COUR D’APPEL D’AIX-EN-PROVENCE
Chambre 1-8
ARRÊT AU FOND
DU 05 JUILLET 2023
N° 2023/ 312
N° RG 22/02246
N° Portalis DBVB-V-B7G-BI3SH
[G] [C] épouse [D]
[E] [D]
C/
S.A.S. ISOWATT
S.A. COFIDIS
Copie exécutoire délivrée
le :
à :
Me Katia VILLEVIEILLE
Me Martine DESOMBRE
Me Joseph MAGNAN
Décision déférée à la Cour :
Jugement du Tribunal de proximité de FREJUS en date du 13 Janvier 2022 enregistrée au répertoire général sous le n° 1119000859.
APPELANTS
Madame [G] [C] épouse [D]
née le 06 Mars 1959 à [Localité 4] (BELGIQUE), demeurant [Adresse 2]
Monsieur [E] [D]
né le 29 Mai 1957 à [Localité 5] (SERBIE), demeurant [Adresse 2]
représentés par Me Katia VILLEVIEILLE, avocat au barreau de DRAGUIGNAN substitué par Me Paul GUEDJ, membre de la SCP COHEN GUEDJ – MONTERO – DAVAL GUEDJ, avocat au barreau d’AIX-EN-PROVENCE
INTIMEES
S.A.S. ISOWATT
prise en la personne de son représentant légal en exercice domicilié en cette qualité au siège social sis [Adresse 1]
représentée par Me Martine DESOMBRE, membre de la SCP MARTINE DESOMBRE & JULIEN DESOMBRE, avocat au barreau d’AIX-EN-PROVENCE, et plaidant par Me Morgane LUSSIANA, avocat au barreau de LYON
S.A. COFIDIS
prise en la personne de son représentant légal en exercice domicilié en cette qualité au siège sis [Adresse 6]
représentée par Me Joseph MAGNAN, membre de la SCP PAUL ET JOSEPH MAGNAN, avocat au barreau d’AIX-EN-PROVENCE
*-*-*-*-*
COMPOSITION DE LA COUR
L’affaire a été débattue le 09 Mai 2023 en audience publique. Conformément à l’article 804 du code de procédure civile, Monsieur Jean-Paul PATRIARCHE, Conseiller, a fait un rapport oral de l’affaire à l’audience avant les plaidoiries.
La Cour était composée de :
Monsieur Philippe COULANGE, Président
Madame Céline ROBIN-KARRER, Conseillère
Monsieur Jean-Paul PATRIARCHE, Conseiller
qui en ont délibéré.
Greffier lors des débats : Mme Maria FREDON.
Les parties ont été avisées que le prononcé de la décision aurait lieu par mise à disposition au greffe le 05 Juillet 2023.
ARRÊT
Contradictoire, prononcé par mise à disposition au greffe le 05 Juillet 2023, signé par Monsieur Philippe COULANGE, Président et Madame Maria FREDON, greffière auquel la minute de la décision a été remise par le magistrat signataire.

Consigne écrite 1:
Relevez toutes les lignes ci-dessous qui contiennent le mot « glass ».
L'arrêt et les lignes proviennent de sources distinctes.

Lignes sources:
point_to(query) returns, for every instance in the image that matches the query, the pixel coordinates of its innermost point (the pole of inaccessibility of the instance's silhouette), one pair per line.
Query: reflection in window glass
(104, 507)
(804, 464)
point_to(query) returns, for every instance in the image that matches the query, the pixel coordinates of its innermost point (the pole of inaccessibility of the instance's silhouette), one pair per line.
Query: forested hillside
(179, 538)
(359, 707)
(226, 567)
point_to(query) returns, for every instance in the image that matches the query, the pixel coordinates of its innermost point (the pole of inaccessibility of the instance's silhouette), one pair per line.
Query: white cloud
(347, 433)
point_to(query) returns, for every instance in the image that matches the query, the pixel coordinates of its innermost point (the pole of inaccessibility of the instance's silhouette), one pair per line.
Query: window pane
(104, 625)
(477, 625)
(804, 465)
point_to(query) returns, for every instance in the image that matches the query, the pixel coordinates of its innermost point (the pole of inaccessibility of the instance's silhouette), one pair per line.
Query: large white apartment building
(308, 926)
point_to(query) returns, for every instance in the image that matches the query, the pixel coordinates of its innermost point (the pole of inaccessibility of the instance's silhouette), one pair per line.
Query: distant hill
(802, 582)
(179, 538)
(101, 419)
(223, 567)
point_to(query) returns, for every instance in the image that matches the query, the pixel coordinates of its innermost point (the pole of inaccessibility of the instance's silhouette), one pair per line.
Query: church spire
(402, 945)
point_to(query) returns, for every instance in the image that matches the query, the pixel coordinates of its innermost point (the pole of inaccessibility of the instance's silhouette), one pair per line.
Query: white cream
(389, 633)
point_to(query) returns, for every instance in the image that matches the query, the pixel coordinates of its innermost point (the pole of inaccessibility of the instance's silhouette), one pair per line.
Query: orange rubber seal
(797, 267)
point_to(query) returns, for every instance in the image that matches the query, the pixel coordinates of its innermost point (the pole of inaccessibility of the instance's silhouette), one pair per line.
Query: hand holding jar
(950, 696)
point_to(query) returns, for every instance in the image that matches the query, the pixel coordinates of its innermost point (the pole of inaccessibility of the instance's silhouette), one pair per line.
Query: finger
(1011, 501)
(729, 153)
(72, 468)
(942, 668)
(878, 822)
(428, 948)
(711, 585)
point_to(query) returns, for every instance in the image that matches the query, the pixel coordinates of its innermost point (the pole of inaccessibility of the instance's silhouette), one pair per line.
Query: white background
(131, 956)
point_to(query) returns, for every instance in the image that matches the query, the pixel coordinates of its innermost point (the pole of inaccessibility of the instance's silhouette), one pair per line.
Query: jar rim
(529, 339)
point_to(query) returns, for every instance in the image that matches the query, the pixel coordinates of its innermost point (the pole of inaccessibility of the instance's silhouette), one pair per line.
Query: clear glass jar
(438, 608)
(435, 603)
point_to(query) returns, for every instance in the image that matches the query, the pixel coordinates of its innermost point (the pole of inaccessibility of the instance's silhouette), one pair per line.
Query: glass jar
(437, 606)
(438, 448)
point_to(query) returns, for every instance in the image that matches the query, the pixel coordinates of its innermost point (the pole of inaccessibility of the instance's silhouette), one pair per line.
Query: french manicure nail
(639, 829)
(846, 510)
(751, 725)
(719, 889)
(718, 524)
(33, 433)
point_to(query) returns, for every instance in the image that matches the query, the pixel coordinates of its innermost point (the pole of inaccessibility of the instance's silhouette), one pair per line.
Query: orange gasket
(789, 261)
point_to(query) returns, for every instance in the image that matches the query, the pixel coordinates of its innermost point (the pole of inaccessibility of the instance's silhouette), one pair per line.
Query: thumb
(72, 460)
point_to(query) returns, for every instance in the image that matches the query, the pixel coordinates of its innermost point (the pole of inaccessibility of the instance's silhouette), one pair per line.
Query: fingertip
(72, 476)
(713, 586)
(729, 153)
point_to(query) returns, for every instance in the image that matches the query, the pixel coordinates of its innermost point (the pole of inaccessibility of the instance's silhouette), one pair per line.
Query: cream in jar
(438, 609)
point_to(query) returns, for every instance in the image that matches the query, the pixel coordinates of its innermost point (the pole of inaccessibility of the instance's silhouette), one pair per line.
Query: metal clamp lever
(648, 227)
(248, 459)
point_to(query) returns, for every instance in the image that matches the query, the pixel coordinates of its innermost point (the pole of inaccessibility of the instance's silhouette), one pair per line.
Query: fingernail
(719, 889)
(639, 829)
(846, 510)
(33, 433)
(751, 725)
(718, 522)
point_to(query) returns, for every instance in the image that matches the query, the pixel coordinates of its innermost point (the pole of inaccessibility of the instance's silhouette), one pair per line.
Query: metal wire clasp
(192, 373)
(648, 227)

Consigne écrite 2:
Recopiez l'arrêt depuis « La Cour était » jusqu'à « 05 Juillet 2023. », en substituant « Assesseure » à « Conseillère ».

Réponse rédigée 1:
Query: reflection in window glass
Query: clear glass jar
Query: glass jar

Réponse rédigée 2:
La Cour était composée de :
Monsieur Philippe COULANGE, Président
Madame Céline ROBIN-KARRER, Assesseure
Monsieur Jean-Paul PATRIARCHE, Conseiller
qui en ont délibéré.
Greffier lors des débats : Mme Maria FREDON.
Les parties ont été avisées que le prononcé de la décision aurait lieu par mise à disposition au greffe le 05 Juillet 2023.